• Your goal: Rewrite the rows from the line with "Put a dot on each instance of the truck" up to and including the line with "Put a dot on each instance of the steel". Replace "Provide" with "Give" and leave everything else unchanged.

• Dataset content:
========================
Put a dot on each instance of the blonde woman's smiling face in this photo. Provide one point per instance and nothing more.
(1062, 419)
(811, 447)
========================
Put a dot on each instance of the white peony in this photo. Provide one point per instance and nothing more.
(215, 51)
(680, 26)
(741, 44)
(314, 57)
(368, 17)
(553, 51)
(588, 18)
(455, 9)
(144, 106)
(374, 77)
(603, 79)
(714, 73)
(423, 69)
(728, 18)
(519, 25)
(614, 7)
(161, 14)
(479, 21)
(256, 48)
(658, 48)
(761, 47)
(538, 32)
========================
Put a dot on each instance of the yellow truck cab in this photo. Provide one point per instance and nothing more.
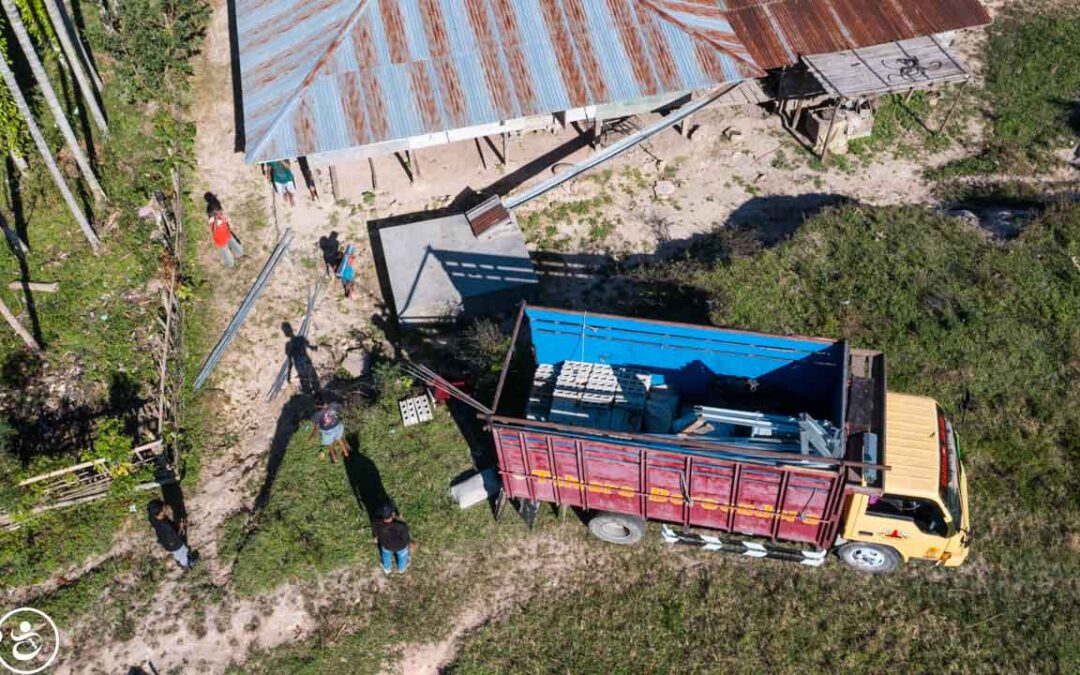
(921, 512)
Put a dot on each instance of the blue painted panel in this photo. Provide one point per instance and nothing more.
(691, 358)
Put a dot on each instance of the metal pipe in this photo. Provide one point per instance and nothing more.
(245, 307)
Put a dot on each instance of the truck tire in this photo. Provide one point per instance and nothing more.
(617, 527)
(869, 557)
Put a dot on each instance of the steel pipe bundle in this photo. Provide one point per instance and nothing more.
========================
• Response to this task:
Put a dot on each instance of the truck tire in this photo. Give one point per instance and nothing more.
(617, 527)
(869, 557)
Put a dot on each instance of the steel pipe bundle in this photo. Give one point per instance and nothing more.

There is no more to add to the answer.